There is far more to dandelions than what meets the eye! Courtesy photo
By JESSIE EMERSON
I really know it’s Spring now because I am seeing one perky little plant popping up its cheery little head everywhere. What a welcome sight, spots of bright yellow among the dull grasses of winter.
Doesn’t everyone have childhood memories of blowing on the dandelion seed puff and making a wish as its silky parachutes catch a ride on the wind? If you don’t, make your own childhood memory now, and blow those wishes away. What mother’s heart hasn’t been touched with joy and love when her toddler hands her a dandelion bouquet?
In America thousands of dollars and much energy is spend annually eradicating it from the “picture Perfect lawn”. It doesn’t have stickers or thorns, prickly hairs, poison roots, seeds, leaves, or flowers and it does not cause wind born allergies, so why is it persecuted? Maybe that is why it has so many aliases: Chicoria, Priest’s Crown, Dent de Lion, and more. But a dandelion by any other name is still Taraxacum officinale.
This cosmopolitan plant is a member of the Asteraceae family and originally made its home in Greece. European settlers brought its seeds with them to the New World where it quickly naturalized.

- Supplied records

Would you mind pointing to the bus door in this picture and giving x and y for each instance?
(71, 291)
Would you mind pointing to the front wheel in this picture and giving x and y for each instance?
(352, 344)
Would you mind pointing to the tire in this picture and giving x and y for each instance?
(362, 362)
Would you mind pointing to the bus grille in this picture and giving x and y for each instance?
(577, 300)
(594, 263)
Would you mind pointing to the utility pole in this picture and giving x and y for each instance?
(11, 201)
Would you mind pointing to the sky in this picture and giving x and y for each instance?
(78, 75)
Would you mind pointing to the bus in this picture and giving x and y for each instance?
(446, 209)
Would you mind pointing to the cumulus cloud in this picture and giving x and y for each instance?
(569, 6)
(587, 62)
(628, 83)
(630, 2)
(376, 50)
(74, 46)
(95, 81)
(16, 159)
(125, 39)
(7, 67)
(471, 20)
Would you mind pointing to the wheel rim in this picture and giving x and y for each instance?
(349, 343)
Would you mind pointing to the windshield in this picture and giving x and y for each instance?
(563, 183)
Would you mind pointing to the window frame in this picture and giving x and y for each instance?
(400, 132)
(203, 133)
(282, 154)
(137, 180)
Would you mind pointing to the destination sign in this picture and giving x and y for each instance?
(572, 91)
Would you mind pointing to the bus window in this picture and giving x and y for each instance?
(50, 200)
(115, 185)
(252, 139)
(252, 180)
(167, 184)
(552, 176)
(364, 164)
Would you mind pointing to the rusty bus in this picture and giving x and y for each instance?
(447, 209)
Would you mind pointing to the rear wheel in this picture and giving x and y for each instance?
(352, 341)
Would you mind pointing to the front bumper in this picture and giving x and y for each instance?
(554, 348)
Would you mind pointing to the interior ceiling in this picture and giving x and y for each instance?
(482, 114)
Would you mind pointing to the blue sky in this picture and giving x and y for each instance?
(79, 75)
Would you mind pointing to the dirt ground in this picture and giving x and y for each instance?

- Exercise description
In the dandelion article, where did the plant originally make its home?

- Completed task
Greece.